• EXERCISE SET
1. Answer these from the CLI gateway text, one per line, marked (a), (b), (c):
(a) What monthly budget does the pattern give as an example for staff+?
(b) On which port does the LangWatch control plane run when the gateway is started locally?
(c) Which header carries the commit SHA in production deploys?
2. Rewrite the CLI gateway text starting with "A workable pattern" and going on through "monthly personal cap.", swapping "early customers" for "pilot teams".
3. Extend the CLI gateway text with the part that would come next.

• PAGE EXTRACT
──────────────────────────────

A workable pattern used by several early customers:
  • One personal-access VK per engineer ({engineer}-cli) bound to the engineer’s principal.
  • Attach a principal-scoped monthly budget (e.g. $200/month for engineers, $1000/month for staff+). on_breach: block.
  • policy_rules.tools.deny: ^shell\\.exec$, ^filesystem\\.write$ (or your org’s list).
  • Fallback chain: Anthropic → OpenAI → Azure OpenAI. CLI autoswitches on outage.
  • cache.mode: respect so Anthropic prompt caching keeps saving 90%.
Then every engineer gets a one-time setup (env vars in their shell rc) and never touches provider keys again.

Real-time feedback

Each CLI’s trace lands in LangWatch live. You can:
  • Pin a filter “where langwatch.vk.tags contains cli” on the project dashboard.
  • Page on-call if any engineer crosses 80% of their monthly personal cap.
  • Run an offline eval comparing Claude Code vs Codex quality on tickets of a given type.
See the per-CLI pages for exact setup commands.

Verified smoke output

Lane A ran the gateway locally against pnpm dev on 2026-04-19 to confirm the response shape CLIs will see. Pinning the transcripts here so integrators can diff their actual output against known-good. Start the gateway pointed at a running LangWatch control plane on :5560:
cd services/gateway
GATEWAY_CONTROL_PLANE_URL=http://localhost:5560 \
  GATEWAY_ALLOW_INSECURE=1 \
  go run ./cmd/gateway

/healthz — always 200 once the process is up

HTTP/1.1 200 OK
Content-Type: application/json
X-Langwatch-Gateway-Version: dev
X-Langwatch-Request-Id: req_f5e4fd9f33a8861af4ab328aa00c45

{"status":"ok","version":"dev","uptime_s":0.988610959}
Kubernetes liveness probe target. X-Langwatch-Gateway-Version is set from the binary’s main.Version build-arg — production deploys carry the commit SHA so operators can answer “which pod served this” straight from the response.

──────────────────────────────

• PROVIDED RECORDS
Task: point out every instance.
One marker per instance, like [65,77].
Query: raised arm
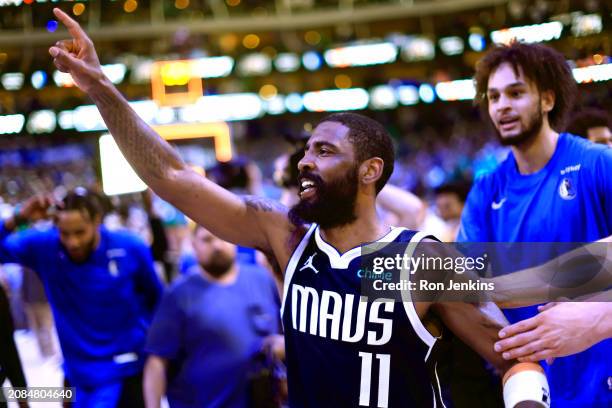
[249,222]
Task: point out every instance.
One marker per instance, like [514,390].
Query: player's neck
[532,156]
[366,228]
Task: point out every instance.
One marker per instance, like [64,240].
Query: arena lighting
[141,71]
[287,62]
[87,118]
[4,3]
[255,64]
[114,72]
[332,100]
[312,60]
[529,34]
[42,121]
[219,131]
[65,120]
[427,93]
[459,90]
[588,24]
[275,105]
[38,79]
[11,124]
[173,83]
[418,49]
[593,73]
[383,97]
[12,81]
[477,42]
[408,94]
[213,67]
[294,103]
[62,79]
[216,108]
[118,177]
[165,116]
[147,110]
[451,45]
[361,55]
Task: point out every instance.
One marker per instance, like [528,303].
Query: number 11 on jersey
[366,379]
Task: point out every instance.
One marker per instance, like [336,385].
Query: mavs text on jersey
[345,350]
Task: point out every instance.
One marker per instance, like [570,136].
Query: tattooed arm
[253,222]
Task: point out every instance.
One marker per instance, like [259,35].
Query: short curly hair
[369,139]
[542,65]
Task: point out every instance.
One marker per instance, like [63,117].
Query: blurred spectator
[450,199]
[10,365]
[102,288]
[592,124]
[220,318]
[38,312]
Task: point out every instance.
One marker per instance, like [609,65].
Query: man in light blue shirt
[551,188]
[103,291]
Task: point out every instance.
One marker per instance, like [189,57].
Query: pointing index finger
[73,27]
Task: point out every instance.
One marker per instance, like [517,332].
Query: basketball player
[552,188]
[341,351]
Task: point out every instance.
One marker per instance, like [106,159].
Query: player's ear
[547,101]
[371,170]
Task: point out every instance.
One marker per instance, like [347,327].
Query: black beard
[333,204]
[218,265]
[533,128]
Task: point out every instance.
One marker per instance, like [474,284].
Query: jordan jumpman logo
[308,264]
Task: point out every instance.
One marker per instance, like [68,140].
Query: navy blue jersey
[344,350]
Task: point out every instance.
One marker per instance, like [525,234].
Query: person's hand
[76,56]
[560,329]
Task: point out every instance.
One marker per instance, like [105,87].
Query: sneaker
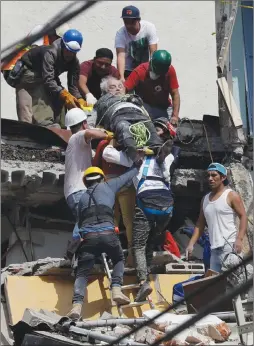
[144,292]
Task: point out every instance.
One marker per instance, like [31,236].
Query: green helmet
[160,62]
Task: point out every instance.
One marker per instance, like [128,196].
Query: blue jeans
[156,113]
[73,201]
[218,255]
[93,246]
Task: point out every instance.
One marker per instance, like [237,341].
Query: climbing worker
[96,224]
[218,211]
[92,72]
[78,158]
[134,42]
[123,115]
[154,205]
[45,40]
[40,95]
[125,198]
[154,81]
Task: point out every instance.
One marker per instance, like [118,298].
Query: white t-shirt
[220,219]
[78,158]
[136,46]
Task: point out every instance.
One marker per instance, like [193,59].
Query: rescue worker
[96,224]
[40,95]
[218,211]
[78,158]
[125,198]
[117,111]
[154,81]
[154,204]
[45,40]
[92,72]
[134,42]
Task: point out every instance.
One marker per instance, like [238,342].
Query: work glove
[110,135]
[82,103]
[188,251]
[90,99]
[69,100]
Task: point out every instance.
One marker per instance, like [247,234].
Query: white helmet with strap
[75,116]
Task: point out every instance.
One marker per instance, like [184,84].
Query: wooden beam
[230,102]
[227,38]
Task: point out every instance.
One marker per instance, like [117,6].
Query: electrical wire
[70,11]
[205,311]
[187,297]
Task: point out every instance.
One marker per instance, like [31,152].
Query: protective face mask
[153,75]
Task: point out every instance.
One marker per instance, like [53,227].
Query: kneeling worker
[96,224]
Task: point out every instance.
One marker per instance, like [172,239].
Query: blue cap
[219,168]
[130,12]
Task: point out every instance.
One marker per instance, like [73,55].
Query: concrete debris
[12,152]
[205,331]
[40,267]
[213,327]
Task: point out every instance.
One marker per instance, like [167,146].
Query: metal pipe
[230,316]
[102,337]
[112,322]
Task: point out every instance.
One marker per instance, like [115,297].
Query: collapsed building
[37,225]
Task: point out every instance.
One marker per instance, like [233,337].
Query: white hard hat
[74,116]
[62,29]
[34,31]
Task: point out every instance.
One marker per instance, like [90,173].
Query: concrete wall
[185,28]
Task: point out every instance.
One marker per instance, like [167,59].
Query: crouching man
[96,224]
[154,205]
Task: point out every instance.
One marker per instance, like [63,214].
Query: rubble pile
[207,331]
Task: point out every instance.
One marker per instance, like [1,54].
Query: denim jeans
[147,233]
[218,255]
[73,201]
[93,246]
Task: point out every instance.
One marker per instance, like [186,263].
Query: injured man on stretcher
[126,117]
[154,205]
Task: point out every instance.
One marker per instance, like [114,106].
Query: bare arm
[95,134]
[152,48]
[176,103]
[236,203]
[121,61]
[82,85]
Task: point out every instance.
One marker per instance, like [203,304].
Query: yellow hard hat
[93,170]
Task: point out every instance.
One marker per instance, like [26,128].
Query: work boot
[143,292]
[75,312]
[118,297]
[129,260]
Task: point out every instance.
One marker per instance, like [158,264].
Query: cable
[205,311]
[63,16]
[188,296]
[140,133]
[193,131]
[208,143]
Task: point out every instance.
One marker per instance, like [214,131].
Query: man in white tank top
[217,212]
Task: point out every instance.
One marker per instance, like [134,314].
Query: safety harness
[94,214]
[140,204]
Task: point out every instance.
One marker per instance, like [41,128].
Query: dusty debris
[214,327]
[12,152]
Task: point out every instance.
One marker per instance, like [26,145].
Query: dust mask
[153,75]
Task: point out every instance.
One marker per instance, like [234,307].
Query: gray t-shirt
[136,46]
[104,194]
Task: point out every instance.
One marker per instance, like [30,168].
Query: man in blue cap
[218,210]
[134,42]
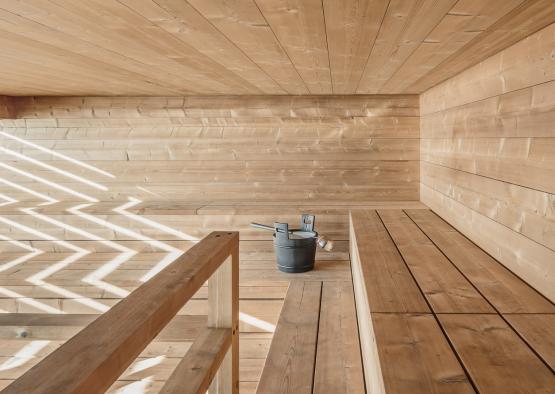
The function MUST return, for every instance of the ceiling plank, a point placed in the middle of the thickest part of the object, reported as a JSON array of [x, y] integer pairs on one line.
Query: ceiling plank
[[352, 27], [184, 22], [464, 22], [243, 23], [406, 25], [300, 27], [528, 18]]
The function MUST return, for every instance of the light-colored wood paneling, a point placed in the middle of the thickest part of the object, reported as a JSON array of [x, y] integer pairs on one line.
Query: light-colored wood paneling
[[173, 47], [218, 148], [193, 164], [488, 156], [495, 357], [7, 109]]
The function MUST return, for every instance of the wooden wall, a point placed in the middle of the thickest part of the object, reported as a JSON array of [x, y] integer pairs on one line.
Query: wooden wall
[[488, 156], [229, 149], [97, 194], [6, 107]]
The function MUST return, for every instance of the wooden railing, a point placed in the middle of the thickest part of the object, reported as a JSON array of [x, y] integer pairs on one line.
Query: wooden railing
[[92, 360]]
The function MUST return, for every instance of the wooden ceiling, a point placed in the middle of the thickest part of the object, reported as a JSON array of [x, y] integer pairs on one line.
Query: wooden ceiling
[[207, 47]]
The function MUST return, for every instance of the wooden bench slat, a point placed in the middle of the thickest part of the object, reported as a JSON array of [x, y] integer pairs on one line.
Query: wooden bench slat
[[497, 360], [196, 370], [538, 330], [389, 284], [415, 356], [446, 289], [507, 292], [289, 367], [338, 360], [96, 356]]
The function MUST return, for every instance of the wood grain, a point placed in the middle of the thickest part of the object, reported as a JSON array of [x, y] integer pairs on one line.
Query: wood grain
[[7, 108], [338, 367], [503, 289], [381, 263], [415, 356], [497, 360], [109, 344], [446, 289], [290, 363], [170, 47], [536, 330], [487, 151], [196, 370]]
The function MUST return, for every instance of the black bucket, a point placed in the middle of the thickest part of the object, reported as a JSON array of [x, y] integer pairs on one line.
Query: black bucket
[[296, 252]]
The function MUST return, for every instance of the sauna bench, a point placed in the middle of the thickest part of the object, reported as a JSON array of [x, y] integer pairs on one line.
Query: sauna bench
[[438, 314]]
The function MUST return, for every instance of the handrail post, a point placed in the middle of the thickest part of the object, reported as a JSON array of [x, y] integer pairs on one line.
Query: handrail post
[[223, 303]]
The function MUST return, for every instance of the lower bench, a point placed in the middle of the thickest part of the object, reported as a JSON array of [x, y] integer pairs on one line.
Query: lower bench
[[438, 314], [315, 348]]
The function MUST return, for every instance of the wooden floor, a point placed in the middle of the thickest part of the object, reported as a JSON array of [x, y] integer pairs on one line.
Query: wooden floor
[[443, 314], [44, 271]]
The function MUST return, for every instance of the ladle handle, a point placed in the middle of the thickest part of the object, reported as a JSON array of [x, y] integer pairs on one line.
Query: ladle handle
[[269, 228], [263, 227]]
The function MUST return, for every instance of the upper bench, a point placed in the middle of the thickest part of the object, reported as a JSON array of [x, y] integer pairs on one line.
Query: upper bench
[[438, 314]]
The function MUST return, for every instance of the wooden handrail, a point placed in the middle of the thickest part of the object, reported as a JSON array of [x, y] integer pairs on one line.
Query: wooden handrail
[[94, 358]]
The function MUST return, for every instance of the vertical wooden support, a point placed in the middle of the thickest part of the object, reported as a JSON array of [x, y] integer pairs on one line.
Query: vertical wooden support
[[223, 302]]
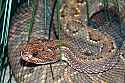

──────────────────────────────

• RESULTS OF THE TASKS
1.
(a) $1000/month
(b) :5560
(c) X-Langwatch-Gateway-Version

2.
A workable pattern used by several pilot teams:
  • One personal-access VK per engineer ({engineer}-cli) bound to the engineer’s principal.
  • Attach a principal-scoped monthly budget (e.g. $200/month for engineers, $1000/month for staff+). on_breach: block.
  • policy_rules.tools.deny: ^shell\\.exec$, ^filesystem\\.write$ (or your org’s list).
  • Fallback chain: Anthropic → OpenAI → Azure OpenAI. CLI autoswitches on outage.
  • cache.mode: respect so Anthropic prompt caching keeps saving 90%.
Then every engineer gets a one-time setup (env vars in their shell rc) and never touches provider keys again.

Real-time feedback

Each CLI’s trace lands in LangWatch live. You can:
  • Pin a filter “where langwatch.vk.tags contains cli” on the project dashboard.
  • Page on-call if any engineer crosses 80% of their monthly personal cap.

3.
/v1/models and /v1/chat/completions with no auth — 401 OpenAI-compat envelope

HTTP/1.1 401 Unauthorized
Content-Type: application/json
Traceparent: 00-e8aeda507fb93fafd3d2c20bbef283d6-53e32e8f6030ef05-01
X-Langwatch-Gateway-Version: dev
X-Langwatch-Request-Id: req_8f1250b94a959c1b2502792c757264
X-Langwatch-Span-Id: 53e32e8f6030ef05
X-Langwatch-Trace-Id: e8aeda507fb93fafd3d2c20bbef283d6

{"error":{"type":"invalid_api_key","code":"missing_api_key","message":"missing API key; supply Authorization: Bearer lw_vk_... or x-api-key"}}
The error message names both accepted auth headers — Authorization: Bearer lw_vk_... (OpenAI SDK, Claude Code, Cursor, Aider) AND x-api-key (Anthropic SDK). Either works against either endpoint. Traceparent + X-Langwatch-Span-Id + X-Langwatch-Trace-Id are present even on unauth 401s — observability of probe-abuse / misconfigured CLIs is available without inspecting access logs.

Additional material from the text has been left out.